>> BEGIN SELECTED EXCERPT

Another way to avoid problems is to keep up with and understand the risks and benefits of system upgrades and service packs. Most large organizations establish their own testing organizations to qualify service packs and define baselines.

Operational procedures should include the following types of management:

Change management
Service-level management
Problem management
Capacity management
Security management
Availability management

Microsoft has created a knowledge base called the Enterprise Services frameworks (Microsoft Readiness Framework, Microsoft Solutions Framework, and Microsoft Operations Framework) to describe industry experience and best practices for such procedures. You can find more information online at http://www.microsoft.com/trainingandservices/default.asp?PageID=enterprise&PageCall=frameworks.

When you have a stable set of operational procedures, you can begin to explore ways to improve hardware and software availability. System availability doesn’t depend only on how redundant your hardware and software systems are.

Ensuring Site Capacity

Site services can become unavailable if site traffic exceeds capacity and can become less reliable after operating for prolonged periods at peak load. You should scale your server farm to accommodate increased site traffic and to maintain site performance in a cost-effective manner. Capacity requirements are discussed in more detail in Chapter 7, "Capacity Planning."

Reducing the Probability of Failure

To design a highly available site, you should know what techniques you can use to help reduce failures. This section describes these techniques.

Application Failures

Use the following techniques to reduce possible application failures:

Create a robust architecture based on redundant, load-balanced servers. (Note, however, that load-balanced clusters are different from Windows application clusters. Commerce Server 2000 components, such as List Manager and Direct Mailer, are not cluster aware.)
Review code to avoid potential buffer overflows, infinite loops, code crashes, and openings for security attacks.

Climate Control Failures

Use the following techniques to reduce possible climate control failures:

Maintain the temperature of your hardware within the manufacturer’s specifications. Excessive heat can cause CPU meltdown, and excessive cold can cause failure of moving parts, such as fans and disk drives.
Maintain humidity control. Excessive humidity can cause electrical short circuits that result from water condensing on circuit boards. Excessive dryness can cause static electricity discharges that damage components when you handle them.

Data Failures

Use the following techniques to reduce possible data failures:

Conduct regular backups. In addition to regular backups, archive backups offsite. For example, to save space you can archive every fourth regular backup offsite. If your data becomes corrupted, you can restore the data from backups to the last point before the corruption occurred. If you also back up transaction logs, you can then apply the transaction logs to the restored database to bring it up to date.
Replay transaction logs against a known valid database to maintain data. This technique, which is also known as log shipping to a warm backup server, is useful for maintaining a disaster-recovery site (a "hot site").
Microsoft SQL Server 2000 is the only version of SQL Server that supports log shipping.

>> END SELECTED EXCERPT
>> BEGIN DATASET ENTRIES

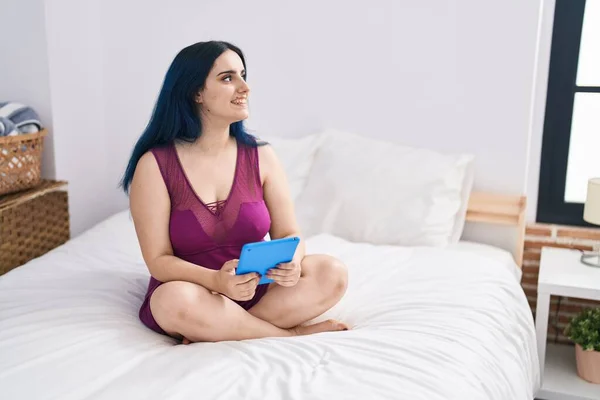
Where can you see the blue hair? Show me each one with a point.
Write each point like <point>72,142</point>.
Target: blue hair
<point>174,116</point>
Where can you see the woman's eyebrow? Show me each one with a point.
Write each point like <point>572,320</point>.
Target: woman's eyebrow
<point>230,71</point>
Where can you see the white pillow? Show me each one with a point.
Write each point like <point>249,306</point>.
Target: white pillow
<point>367,190</point>
<point>296,156</point>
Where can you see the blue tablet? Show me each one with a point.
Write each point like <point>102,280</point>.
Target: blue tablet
<point>262,256</point>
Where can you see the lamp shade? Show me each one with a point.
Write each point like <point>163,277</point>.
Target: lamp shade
<point>591,210</point>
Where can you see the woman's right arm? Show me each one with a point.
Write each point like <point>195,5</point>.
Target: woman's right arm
<point>150,208</point>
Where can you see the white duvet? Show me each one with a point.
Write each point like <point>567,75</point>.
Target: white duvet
<point>427,324</point>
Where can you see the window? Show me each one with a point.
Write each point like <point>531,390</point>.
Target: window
<point>571,141</point>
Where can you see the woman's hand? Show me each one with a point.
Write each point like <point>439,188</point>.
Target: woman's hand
<point>286,274</point>
<point>236,287</point>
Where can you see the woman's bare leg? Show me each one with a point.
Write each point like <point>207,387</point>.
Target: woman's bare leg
<point>322,284</point>
<point>187,310</point>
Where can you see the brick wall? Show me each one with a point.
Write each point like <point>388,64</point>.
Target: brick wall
<point>544,235</point>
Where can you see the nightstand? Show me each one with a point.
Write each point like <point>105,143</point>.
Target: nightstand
<point>562,274</point>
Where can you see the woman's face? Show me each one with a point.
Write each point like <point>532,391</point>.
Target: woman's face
<point>225,93</point>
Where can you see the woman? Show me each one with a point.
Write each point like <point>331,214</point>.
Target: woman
<point>201,187</point>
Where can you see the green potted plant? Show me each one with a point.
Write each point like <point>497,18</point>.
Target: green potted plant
<point>584,331</point>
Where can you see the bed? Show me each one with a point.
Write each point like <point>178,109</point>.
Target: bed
<point>428,322</point>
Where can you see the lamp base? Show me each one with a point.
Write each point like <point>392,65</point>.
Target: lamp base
<point>591,258</point>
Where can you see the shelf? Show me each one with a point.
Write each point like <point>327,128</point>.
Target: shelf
<point>561,381</point>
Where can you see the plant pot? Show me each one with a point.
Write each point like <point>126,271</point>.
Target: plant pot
<point>588,364</point>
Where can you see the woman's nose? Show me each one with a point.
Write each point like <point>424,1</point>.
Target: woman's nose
<point>244,87</point>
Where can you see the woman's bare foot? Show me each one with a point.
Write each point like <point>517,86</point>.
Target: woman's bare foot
<point>330,325</point>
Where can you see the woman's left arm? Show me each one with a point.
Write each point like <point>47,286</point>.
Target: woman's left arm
<point>278,199</point>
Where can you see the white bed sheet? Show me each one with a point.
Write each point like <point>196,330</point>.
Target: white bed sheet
<point>427,324</point>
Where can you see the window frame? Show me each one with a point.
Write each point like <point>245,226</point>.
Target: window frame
<point>562,87</point>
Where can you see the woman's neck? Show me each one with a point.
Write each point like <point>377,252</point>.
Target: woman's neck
<point>213,139</point>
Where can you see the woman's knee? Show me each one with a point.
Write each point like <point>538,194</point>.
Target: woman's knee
<point>334,274</point>
<point>175,303</point>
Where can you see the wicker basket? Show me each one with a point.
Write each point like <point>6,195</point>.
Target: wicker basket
<point>32,222</point>
<point>20,161</point>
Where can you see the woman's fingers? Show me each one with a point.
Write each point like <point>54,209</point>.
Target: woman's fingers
<point>276,272</point>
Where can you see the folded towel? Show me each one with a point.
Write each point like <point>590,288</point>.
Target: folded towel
<point>7,127</point>
<point>24,118</point>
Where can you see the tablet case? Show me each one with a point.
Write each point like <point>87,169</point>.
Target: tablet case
<point>262,256</point>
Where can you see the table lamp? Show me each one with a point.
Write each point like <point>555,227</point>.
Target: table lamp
<point>591,214</point>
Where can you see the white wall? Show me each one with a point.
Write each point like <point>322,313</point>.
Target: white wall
<point>24,74</point>
<point>454,75</point>
<point>75,35</point>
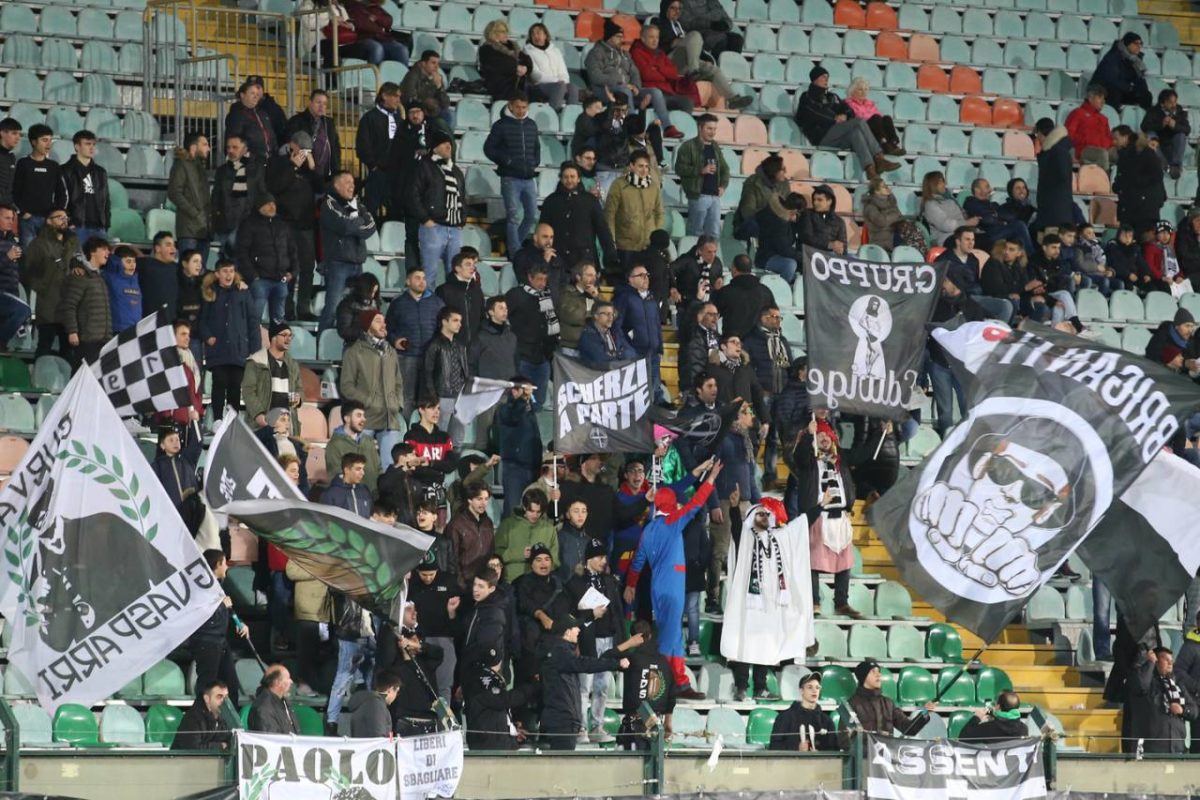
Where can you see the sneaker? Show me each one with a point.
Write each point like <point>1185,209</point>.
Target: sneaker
<point>849,611</point>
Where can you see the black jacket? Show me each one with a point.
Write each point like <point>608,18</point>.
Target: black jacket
<point>371,142</point>
<point>468,300</point>
<point>265,248</point>
<point>427,193</point>
<point>741,302</point>
<point>577,220</point>
<point>201,729</point>
<point>229,205</point>
<point>295,191</point>
<point>816,110</point>
<point>559,669</point>
<point>85,193</point>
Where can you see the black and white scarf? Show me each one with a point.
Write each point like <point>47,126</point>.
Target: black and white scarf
<point>546,306</point>
<point>640,181</point>
<point>454,200</point>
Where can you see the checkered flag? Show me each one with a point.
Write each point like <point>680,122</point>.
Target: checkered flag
<point>141,371</point>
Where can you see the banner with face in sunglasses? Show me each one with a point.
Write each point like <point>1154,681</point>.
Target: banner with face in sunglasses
<point>865,326</point>
<point>1059,429</point>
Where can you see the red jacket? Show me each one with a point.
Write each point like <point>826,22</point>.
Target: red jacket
<point>1089,127</point>
<point>658,71</point>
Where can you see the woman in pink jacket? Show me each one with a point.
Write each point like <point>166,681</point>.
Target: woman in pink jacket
<point>883,128</point>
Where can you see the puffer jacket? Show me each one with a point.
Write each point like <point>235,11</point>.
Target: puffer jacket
<point>84,307</point>
<point>609,66</point>
<point>265,248</point>
<point>447,370</point>
<point>513,146</point>
<point>634,214</point>
<point>228,316</point>
<point>88,203</point>
<point>371,377</point>
<point>45,270</point>
<point>881,214</point>
<point>345,229</point>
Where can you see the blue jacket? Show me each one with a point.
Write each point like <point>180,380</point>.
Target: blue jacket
<point>520,434</point>
<point>415,320</point>
<point>639,318</point>
<point>124,295</point>
<point>514,146</point>
<point>227,314</point>
<point>593,350</point>
<point>355,499</point>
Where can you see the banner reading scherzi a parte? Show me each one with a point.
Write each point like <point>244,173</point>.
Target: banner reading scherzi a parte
<point>601,410</point>
<point>100,579</point>
<point>917,769</point>
<point>865,329</point>
<point>317,768</point>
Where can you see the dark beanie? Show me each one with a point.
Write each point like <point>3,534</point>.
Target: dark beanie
<point>864,668</point>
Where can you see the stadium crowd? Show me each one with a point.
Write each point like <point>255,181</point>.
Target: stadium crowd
<point>497,621</point>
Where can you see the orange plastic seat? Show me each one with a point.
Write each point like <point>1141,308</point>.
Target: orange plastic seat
<point>923,47</point>
<point>891,46</point>
<point>849,13</point>
<point>965,80</point>
<point>931,77</point>
<point>1007,114</point>
<point>880,16</point>
<point>975,110</point>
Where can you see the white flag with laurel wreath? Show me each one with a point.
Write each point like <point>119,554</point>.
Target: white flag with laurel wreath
<point>100,578</point>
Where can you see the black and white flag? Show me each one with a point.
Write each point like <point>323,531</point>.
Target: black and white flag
<point>865,328</point>
<point>141,368</point>
<point>940,769</point>
<point>601,410</point>
<point>100,578</point>
<point>1059,429</point>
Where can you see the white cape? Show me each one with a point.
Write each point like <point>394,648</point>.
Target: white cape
<point>769,632</point>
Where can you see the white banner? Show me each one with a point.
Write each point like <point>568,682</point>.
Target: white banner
<point>316,768</point>
<point>101,578</point>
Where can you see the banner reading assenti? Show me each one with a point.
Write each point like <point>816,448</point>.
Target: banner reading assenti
<point>865,330</point>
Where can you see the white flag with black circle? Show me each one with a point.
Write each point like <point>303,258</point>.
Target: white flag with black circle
<point>101,578</point>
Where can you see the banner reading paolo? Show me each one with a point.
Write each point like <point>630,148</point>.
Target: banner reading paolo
<point>601,410</point>
<point>915,769</point>
<point>865,325</point>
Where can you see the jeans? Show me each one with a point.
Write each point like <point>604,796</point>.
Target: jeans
<point>354,657</point>
<point>439,245</point>
<point>271,295</point>
<point>853,134</point>
<point>337,275</point>
<point>946,388</point>
<point>595,687</point>
<point>539,373</point>
<point>521,209</point>
<point>783,266</point>
<point>29,228</point>
<point>515,477</point>
<point>1102,627</point>
<point>705,216</point>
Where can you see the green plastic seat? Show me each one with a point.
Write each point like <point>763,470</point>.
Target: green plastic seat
<point>760,725</point>
<point>837,684</point>
<point>162,722</point>
<point>905,643</point>
<point>990,681</point>
<point>916,686</point>
<point>960,692</point>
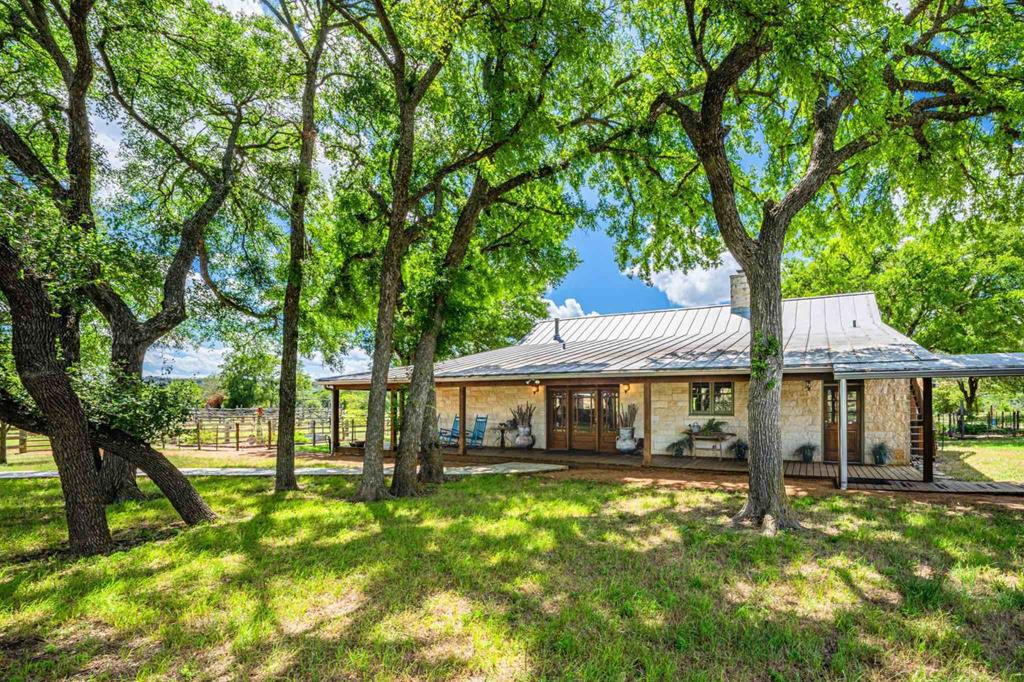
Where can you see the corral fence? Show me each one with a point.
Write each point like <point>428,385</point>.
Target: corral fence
<point>991,423</point>
<point>227,429</point>
<point>16,440</point>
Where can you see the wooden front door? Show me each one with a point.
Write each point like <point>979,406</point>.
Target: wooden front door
<point>583,419</point>
<point>854,409</point>
<point>607,419</point>
<point>558,419</point>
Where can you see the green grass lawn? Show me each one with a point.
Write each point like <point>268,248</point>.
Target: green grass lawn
<point>307,456</point>
<point>512,579</point>
<point>983,460</point>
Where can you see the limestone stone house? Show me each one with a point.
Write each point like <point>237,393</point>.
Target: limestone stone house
<point>682,367</point>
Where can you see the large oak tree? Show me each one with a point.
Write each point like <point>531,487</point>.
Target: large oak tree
<point>769,111</point>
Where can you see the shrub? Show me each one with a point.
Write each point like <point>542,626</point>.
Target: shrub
<point>806,452</point>
<point>628,416</point>
<point>739,449</point>
<point>681,446</point>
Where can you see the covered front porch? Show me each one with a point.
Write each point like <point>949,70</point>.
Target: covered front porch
<point>792,469</point>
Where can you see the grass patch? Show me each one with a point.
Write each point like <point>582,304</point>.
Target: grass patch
<point>512,578</point>
<point>983,460</point>
<point>306,456</point>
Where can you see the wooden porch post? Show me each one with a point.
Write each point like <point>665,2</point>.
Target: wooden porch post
<point>929,435</point>
<point>335,418</point>
<point>648,435</point>
<point>462,420</point>
<point>394,421</point>
<point>843,436</point>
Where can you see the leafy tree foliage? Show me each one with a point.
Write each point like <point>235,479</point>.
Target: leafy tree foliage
<point>951,278</point>
<point>760,118</point>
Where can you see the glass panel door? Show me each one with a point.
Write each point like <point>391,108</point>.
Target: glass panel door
<point>558,437</point>
<point>584,420</point>
<point>608,402</point>
<point>854,407</point>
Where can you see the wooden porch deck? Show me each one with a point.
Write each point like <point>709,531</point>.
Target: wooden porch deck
<point>857,472</point>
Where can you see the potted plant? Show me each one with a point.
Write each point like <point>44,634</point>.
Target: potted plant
<point>806,452</point>
<point>626,442</point>
<point>739,449</point>
<point>683,445</point>
<point>522,416</point>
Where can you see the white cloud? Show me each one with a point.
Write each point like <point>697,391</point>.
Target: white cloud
<point>570,308</point>
<point>697,287</point>
<point>354,361</point>
<point>241,6</point>
<point>183,363</point>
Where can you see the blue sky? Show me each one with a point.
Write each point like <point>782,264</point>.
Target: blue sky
<point>596,286</point>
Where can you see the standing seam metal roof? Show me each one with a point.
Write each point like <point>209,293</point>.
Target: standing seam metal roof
<point>820,333</point>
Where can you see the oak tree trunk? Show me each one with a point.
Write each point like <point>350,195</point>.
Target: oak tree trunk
<point>117,479</point>
<point>766,502</point>
<point>39,338</point>
<point>186,501</point>
<point>372,482</point>
<point>431,455</point>
<point>403,482</point>
<point>117,476</point>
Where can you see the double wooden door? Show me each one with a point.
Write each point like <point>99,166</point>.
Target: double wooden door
<point>854,410</point>
<point>583,418</point>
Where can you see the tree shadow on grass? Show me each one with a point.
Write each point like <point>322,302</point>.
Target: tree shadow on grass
<point>527,579</point>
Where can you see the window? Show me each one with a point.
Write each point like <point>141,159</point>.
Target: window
<point>712,397</point>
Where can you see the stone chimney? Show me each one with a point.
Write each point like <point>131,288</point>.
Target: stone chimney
<point>739,295</point>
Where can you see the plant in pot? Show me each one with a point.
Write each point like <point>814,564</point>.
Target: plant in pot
<point>627,442</point>
<point>739,449</point>
<point>806,452</point>
<point>522,417</point>
<point>881,454</point>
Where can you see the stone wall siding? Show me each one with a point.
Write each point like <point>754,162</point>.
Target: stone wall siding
<point>496,402</point>
<point>801,415</point>
<point>887,413</point>
<point>887,418</point>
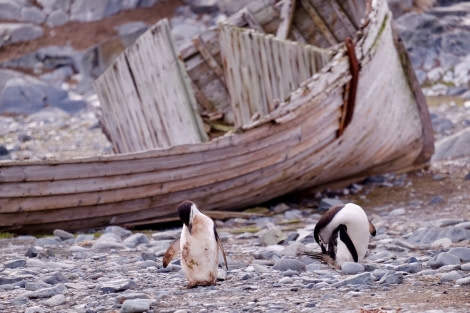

>> END DATASET ENTRIES

** GOALS **
(a) Could you print the passage on site availability word for word, everything from "Reducing the Probability" down to "describes these techniques."?
(b) How does the passage on site availability go on after its last sentence? Continue it from there.

** RESULTS **
(a)
Reducing the Probability of Failure

To design a highly available site, you should know what techniques you can use to help reduce failures. This section describes these techniques.

(b)
Deploy failover clusters for your back-end database servers. Two examples of failover clustering technologies are the Cluster service and Veritas Cluster Server, which also can be configured to provide load-balancing capabilities depending on the hardware platform you’re using to host the cluster. Commerce Server uses data stores such as SQL Server and the Active Directory service. SQL Server provides access to data and services such as catalog search. SQL Server can use the Cluster service to provide redundancy. Active Directory provides access to profile data and can provide authentication services. Active Directory uses data replication to provide redundancy. In general, clustering is more effective for dynamic (read/write) data and data replication is more effective for static (read-only) data.
Minimize the probability and impact of a SQL Server failure by clustering SQL Server servers or by replicating data among SQL Server servers. If you’re using Microsoft SQL Server 7, the full-text search feature is available only in a nonclustered configuration, so you must use a replication strategy for the product catalog. However, note that SQL Server 6.5 and 7 don’t support high-availability configurations. Microsoft Data Access Components (MDAC) 2.6 is not supported for SQL Server 6.5 or SQL Server 7, when either release is in a failover cluster configuration. SQL Server 2000 is fully supported for high-availability configurations.
Back up Active Directory stores (if you use Active Directory). You can back up the stores while Active Directory is online.
Use at least two Active Directory domain controllers in each physical site, with a replication schedule appropriate to your requirements. Restoring a domain controller can be time-consuming and requires the domain controller to be offline. If you have peer domain controllers, you can minimize downtime if you must restore your site from backups.

Electrical Power Failures

Use the following techniques to reduce possible electrical power failures:

Use an uninterruptible power supply (UPS) for all power connections. Because a UPS is typically battery-powered, it’s useful only for outages that last for short periods. Be sure to use a UPS that has the same power rating as your equipment.
Use power generators as secondary backups to the UPS. You can use generators for an indefinite period of time because they’re fuel-powered (diesel or gasoline), and you can refuel them if necessary.

Network Failures

Use the following techniques to reduce possible network failures:

Use multiple network interface cards (NICs), multiple routers, switches, local area networks (LANs), or firewalls.
Contract with multiple ISPs or set up identical equipment in geographically dispersed locations.

Security Failures

Use the following techniques to reduce possible security failures:

Contract an independent security audit firm to evaluate your environment.
Deploy intrusion-detection tools.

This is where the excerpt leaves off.